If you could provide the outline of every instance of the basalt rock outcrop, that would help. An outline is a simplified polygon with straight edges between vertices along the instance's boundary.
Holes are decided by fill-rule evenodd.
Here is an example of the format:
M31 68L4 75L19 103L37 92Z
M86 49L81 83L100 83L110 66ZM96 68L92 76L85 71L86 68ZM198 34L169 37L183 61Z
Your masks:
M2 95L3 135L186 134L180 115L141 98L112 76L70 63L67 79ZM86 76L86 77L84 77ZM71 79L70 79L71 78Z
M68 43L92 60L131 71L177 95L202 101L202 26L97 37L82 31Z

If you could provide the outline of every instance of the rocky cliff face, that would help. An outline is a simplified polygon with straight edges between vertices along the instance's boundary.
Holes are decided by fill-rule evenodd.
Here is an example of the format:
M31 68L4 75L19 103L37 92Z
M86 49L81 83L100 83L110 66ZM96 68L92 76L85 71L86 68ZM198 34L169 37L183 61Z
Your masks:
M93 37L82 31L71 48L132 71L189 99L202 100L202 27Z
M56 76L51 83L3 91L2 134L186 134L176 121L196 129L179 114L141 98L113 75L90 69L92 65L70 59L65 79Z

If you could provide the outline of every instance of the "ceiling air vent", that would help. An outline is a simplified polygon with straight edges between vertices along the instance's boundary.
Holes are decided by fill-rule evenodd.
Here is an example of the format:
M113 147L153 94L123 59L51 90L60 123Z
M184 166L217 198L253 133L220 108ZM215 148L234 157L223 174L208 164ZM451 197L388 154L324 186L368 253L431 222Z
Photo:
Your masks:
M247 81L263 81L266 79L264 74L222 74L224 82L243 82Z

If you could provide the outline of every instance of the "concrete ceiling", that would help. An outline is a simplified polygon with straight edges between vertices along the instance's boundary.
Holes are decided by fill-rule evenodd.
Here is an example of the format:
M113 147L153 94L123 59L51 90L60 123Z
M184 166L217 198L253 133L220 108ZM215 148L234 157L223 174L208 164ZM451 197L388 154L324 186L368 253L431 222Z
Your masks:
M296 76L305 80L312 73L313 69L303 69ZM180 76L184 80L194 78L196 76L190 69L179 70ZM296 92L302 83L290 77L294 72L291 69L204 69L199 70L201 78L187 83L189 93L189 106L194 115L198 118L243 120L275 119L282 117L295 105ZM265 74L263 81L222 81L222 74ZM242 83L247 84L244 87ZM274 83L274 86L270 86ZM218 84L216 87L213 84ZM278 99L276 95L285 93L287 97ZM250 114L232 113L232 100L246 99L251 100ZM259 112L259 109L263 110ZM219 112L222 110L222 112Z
□ □ □ □ □ □ □
#### [TASK TO COMPLETE]
Return every line of the records above verbatim, with no changes at all.

#### [EXERCISE OUTPUT]
If you could provide the outline of every instance of the basalt rock outcrop, that would help. An outline is a simplified polygon with straight edges between vertices along the instance's boundary.
Holes are decided by fill-rule evenodd.
Here is an example of the format:
M31 68L4 75L19 103L37 92Z
M86 49L81 83L100 83L110 66ZM96 68L92 76L85 71L86 68ZM198 34L169 37L183 61Z
Your masks:
M2 95L3 135L186 134L180 115L141 98L112 76L70 63L67 79ZM86 76L86 77L84 77ZM71 79L70 79L71 78Z
M68 43L92 60L131 71L177 95L202 101L202 26L97 37L82 31Z

If you could provide the outline of every instance of the rocky cliff face, that would help. An outline is a simplified polygon with straight edges between vertices along the instance's boundary.
Holes are decided by fill-rule evenodd.
Here is an example of the format:
M31 68L4 75L19 103L37 92Z
M86 49L81 83L100 83L110 66ZM96 68L92 76L85 71L86 68ZM198 34L169 37L183 61Z
Your masks:
M93 37L82 31L71 48L132 71L189 99L202 100L202 27Z
M56 76L51 83L3 91L2 134L186 134L176 121L196 129L179 114L141 98L113 75L90 69L92 65L70 59L65 79Z

If you could provide the outline of every instance of the "ceiling air vent", that would help. An outline is a simplified polygon with straight edges between vertices along the instance's boundary.
Holes are decided by fill-rule evenodd.
Here is an example of the format:
M113 147L153 94L123 59L51 90L60 123Z
M184 166L217 198L253 133L220 108ZM215 148L234 157L223 174L208 164ZM451 197L388 154L324 186L368 253L431 222Z
Photo:
Your masks:
M247 81L263 81L266 79L264 74L222 74L224 82L243 82Z

If you could provide the outline of every instance of the "concrete ceiling", that would help. An outline is a simplified polygon with straight edges between vertices along the instance's boundary.
Holes are decided by fill-rule evenodd.
Here is an example of the format:
M113 147L153 94L123 59L51 90L60 123Z
M184 166L217 198L253 133L220 108ZM215 148L234 157L223 174L208 164ZM451 197L388 154L324 186L368 253L431 222Z
Your masks:
M296 76L305 80L312 73L313 69L303 69ZM180 76L184 80L194 78L196 76L190 69L179 70ZM296 92L302 83L290 77L294 72L291 69L204 69L199 70L201 78L187 83L189 93L189 106L194 115L198 118L243 120L275 119L282 117L295 105ZM265 74L263 81L222 81L222 74ZM242 83L247 84L244 87ZM274 83L274 86L270 86ZM218 84L216 87L213 84ZM278 99L276 95L285 93L287 97ZM250 114L232 113L232 100L246 99L251 100ZM259 112L259 109L263 110ZM219 112L222 110L222 112Z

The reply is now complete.